-- START OF Material for this task --
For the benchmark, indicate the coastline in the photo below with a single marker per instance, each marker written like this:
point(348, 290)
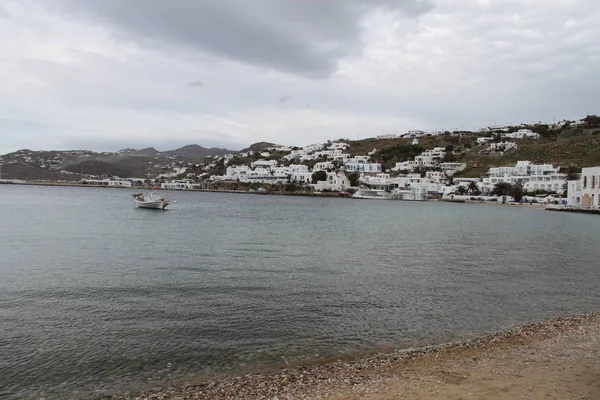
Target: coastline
point(555, 359)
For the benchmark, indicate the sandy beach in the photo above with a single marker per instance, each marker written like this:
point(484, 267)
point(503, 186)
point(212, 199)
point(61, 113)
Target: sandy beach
point(558, 359)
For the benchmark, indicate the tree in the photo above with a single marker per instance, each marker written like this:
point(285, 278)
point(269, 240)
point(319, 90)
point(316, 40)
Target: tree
point(319, 176)
point(502, 189)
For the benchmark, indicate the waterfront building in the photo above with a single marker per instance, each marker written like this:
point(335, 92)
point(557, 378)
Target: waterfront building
point(521, 134)
point(336, 181)
point(108, 182)
point(450, 168)
point(183, 184)
point(532, 176)
point(264, 164)
point(586, 190)
point(363, 167)
point(483, 140)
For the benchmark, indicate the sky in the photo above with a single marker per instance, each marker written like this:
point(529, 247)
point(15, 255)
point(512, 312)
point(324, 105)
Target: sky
point(109, 74)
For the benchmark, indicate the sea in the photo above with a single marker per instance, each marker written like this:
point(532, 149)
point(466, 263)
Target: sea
point(98, 297)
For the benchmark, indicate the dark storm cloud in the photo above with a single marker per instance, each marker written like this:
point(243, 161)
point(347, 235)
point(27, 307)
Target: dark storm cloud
point(304, 37)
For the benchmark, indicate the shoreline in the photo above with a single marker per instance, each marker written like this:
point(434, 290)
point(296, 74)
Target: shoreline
point(559, 358)
point(272, 193)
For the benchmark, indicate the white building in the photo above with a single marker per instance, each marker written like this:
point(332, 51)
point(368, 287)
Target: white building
point(430, 158)
point(359, 159)
point(264, 164)
point(338, 146)
point(405, 166)
point(502, 146)
point(184, 184)
point(363, 167)
point(521, 134)
point(585, 191)
point(483, 140)
point(532, 176)
point(323, 166)
point(108, 182)
point(335, 181)
point(451, 168)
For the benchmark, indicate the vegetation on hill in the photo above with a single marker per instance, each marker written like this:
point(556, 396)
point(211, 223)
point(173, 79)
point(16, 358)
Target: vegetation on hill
point(258, 147)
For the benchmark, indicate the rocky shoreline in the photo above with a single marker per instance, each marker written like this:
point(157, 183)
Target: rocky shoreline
point(368, 377)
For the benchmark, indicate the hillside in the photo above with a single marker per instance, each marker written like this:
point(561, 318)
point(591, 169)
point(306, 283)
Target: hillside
point(258, 147)
point(577, 149)
point(73, 164)
point(576, 152)
point(197, 153)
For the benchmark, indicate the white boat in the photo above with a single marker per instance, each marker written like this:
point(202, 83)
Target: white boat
point(149, 201)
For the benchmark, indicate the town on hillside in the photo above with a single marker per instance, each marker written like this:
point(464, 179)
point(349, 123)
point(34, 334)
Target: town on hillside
point(532, 163)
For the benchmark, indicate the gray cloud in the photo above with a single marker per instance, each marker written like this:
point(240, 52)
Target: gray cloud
point(304, 37)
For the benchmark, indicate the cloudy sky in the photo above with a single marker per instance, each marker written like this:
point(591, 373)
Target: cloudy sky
point(108, 74)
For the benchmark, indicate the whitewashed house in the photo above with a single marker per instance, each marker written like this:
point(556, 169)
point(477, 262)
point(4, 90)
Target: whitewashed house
point(264, 164)
point(108, 182)
point(532, 176)
point(521, 134)
point(363, 167)
point(336, 181)
point(183, 184)
point(502, 146)
point(450, 168)
point(322, 166)
point(585, 191)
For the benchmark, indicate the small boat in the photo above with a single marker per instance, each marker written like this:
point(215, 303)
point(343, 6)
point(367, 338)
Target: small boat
point(149, 201)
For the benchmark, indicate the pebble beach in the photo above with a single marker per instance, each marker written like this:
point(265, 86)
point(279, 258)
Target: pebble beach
point(557, 359)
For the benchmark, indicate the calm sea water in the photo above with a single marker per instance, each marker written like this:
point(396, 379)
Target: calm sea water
point(97, 296)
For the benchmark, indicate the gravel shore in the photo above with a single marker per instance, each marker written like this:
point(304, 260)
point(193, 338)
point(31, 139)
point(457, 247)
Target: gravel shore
point(558, 359)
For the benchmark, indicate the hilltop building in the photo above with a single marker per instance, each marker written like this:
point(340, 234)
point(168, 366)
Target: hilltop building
point(532, 176)
point(586, 190)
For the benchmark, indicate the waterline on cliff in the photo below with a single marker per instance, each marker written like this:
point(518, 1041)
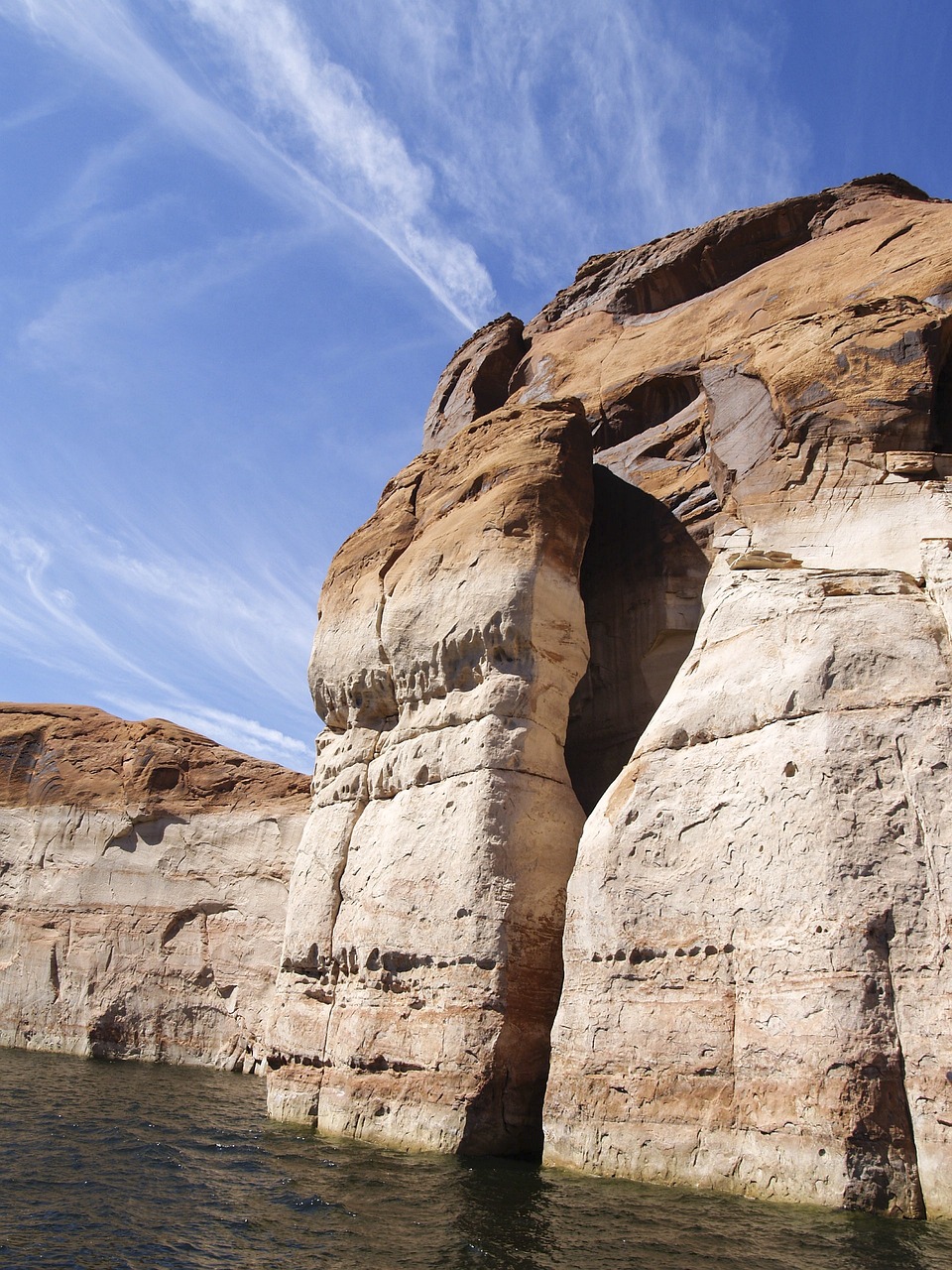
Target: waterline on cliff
point(139, 1166)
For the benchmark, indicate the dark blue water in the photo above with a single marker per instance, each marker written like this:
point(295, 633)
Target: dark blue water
point(125, 1165)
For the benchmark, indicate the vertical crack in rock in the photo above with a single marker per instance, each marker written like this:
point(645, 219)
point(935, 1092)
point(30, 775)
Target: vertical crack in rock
point(451, 639)
point(883, 1173)
point(642, 581)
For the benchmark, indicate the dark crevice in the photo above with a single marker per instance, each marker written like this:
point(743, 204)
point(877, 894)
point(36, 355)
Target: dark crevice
point(642, 581)
point(644, 407)
point(942, 393)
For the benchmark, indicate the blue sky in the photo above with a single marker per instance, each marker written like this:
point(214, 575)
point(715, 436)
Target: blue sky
point(241, 238)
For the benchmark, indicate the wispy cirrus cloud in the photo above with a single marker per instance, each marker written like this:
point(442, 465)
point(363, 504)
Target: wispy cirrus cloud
point(560, 130)
point(357, 163)
point(204, 635)
point(68, 333)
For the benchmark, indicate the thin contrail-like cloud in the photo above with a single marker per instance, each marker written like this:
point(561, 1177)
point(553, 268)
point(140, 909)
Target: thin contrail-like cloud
point(358, 166)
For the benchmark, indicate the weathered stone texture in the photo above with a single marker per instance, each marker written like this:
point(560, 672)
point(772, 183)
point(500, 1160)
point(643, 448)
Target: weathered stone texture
point(143, 888)
point(421, 956)
point(730, 647)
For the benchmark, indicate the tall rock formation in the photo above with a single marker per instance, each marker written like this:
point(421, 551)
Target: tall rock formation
point(421, 962)
point(144, 878)
point(757, 942)
point(631, 816)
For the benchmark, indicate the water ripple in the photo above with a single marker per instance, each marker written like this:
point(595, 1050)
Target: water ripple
point(126, 1166)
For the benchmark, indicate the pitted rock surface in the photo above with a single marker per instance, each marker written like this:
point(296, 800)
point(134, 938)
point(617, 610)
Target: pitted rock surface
point(144, 880)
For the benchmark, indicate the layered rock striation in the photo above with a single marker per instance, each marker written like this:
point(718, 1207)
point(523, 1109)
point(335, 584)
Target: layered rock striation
point(144, 875)
point(752, 715)
point(421, 961)
point(630, 822)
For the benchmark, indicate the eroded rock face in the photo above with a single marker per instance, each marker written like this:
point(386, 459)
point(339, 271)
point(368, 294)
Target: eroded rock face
point(144, 880)
point(756, 989)
point(756, 956)
point(421, 961)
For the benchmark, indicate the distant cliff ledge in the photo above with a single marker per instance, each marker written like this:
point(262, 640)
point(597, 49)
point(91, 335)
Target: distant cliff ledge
point(630, 828)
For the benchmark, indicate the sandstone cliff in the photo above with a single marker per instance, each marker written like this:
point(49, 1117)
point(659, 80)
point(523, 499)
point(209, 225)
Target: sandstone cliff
point(753, 714)
point(630, 818)
point(144, 880)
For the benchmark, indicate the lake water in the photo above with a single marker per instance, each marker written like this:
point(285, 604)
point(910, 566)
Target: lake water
point(126, 1165)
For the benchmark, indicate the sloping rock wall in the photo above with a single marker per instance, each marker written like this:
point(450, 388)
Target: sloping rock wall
point(756, 991)
point(144, 878)
point(421, 961)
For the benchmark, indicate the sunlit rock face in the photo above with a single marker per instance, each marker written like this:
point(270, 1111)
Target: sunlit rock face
point(144, 878)
point(757, 993)
point(754, 716)
point(421, 960)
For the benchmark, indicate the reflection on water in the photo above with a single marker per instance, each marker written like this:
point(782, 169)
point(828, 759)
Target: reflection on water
point(121, 1165)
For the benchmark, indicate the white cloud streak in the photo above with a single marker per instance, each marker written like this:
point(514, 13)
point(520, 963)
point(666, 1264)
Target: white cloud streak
point(557, 130)
point(376, 183)
point(197, 625)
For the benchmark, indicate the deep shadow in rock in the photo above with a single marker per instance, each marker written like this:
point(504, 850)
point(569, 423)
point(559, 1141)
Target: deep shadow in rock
point(642, 581)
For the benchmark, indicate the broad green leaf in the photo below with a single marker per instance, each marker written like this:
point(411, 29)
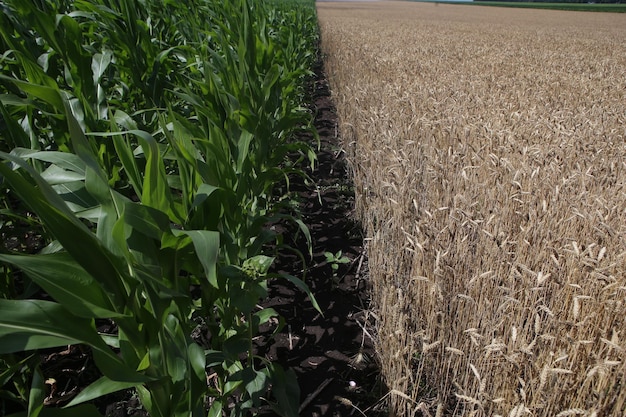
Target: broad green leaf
point(243, 148)
point(36, 395)
point(21, 319)
point(147, 220)
point(99, 388)
point(207, 245)
point(83, 410)
point(99, 63)
point(47, 94)
point(285, 390)
point(67, 282)
point(67, 161)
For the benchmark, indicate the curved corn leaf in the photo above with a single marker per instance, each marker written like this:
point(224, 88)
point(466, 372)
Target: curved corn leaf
point(67, 282)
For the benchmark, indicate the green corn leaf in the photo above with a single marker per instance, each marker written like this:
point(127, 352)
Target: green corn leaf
point(99, 64)
point(285, 389)
point(97, 389)
point(17, 136)
point(36, 395)
point(67, 282)
point(207, 246)
point(47, 94)
point(38, 324)
point(67, 228)
point(156, 193)
point(243, 149)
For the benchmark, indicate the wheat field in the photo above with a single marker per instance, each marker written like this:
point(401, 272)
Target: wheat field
point(488, 150)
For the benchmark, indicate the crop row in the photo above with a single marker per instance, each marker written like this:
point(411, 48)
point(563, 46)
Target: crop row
point(490, 168)
point(148, 146)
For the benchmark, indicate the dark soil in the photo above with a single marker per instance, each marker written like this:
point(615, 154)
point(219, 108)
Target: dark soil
point(332, 353)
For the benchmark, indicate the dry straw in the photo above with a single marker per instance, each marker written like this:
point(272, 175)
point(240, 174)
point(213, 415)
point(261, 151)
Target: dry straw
point(489, 157)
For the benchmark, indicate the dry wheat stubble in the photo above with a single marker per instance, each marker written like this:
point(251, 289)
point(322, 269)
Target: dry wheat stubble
point(488, 150)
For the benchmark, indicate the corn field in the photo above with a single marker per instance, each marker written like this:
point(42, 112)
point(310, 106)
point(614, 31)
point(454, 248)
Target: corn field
point(149, 145)
point(488, 149)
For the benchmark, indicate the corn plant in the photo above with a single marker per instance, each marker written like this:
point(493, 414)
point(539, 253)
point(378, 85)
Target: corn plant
point(148, 143)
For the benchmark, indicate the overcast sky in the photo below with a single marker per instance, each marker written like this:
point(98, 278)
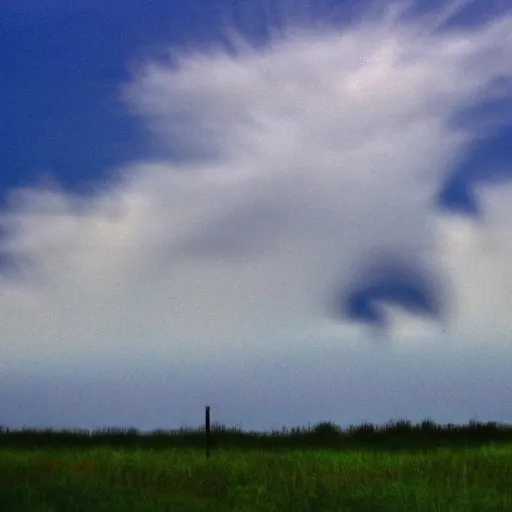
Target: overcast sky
point(290, 211)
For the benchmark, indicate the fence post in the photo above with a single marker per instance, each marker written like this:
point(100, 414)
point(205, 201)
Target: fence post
point(207, 431)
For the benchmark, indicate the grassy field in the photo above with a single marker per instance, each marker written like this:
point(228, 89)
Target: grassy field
point(109, 473)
-- END OF Material for this task --
▸ **Job**
Copy out the lines from the one with "For the benchmark, indicate the shoreline" to the one with "point(272, 193)", swapping "shoreline" for "coastline" and leaving everything else unchanged.

▸ **Task result**
For the benchmark, indicate the coastline in the photo above with a single marker per instance, each marker written like this:
point(434, 290)
point(296, 74)
Target: coastline
point(559, 358)
point(272, 193)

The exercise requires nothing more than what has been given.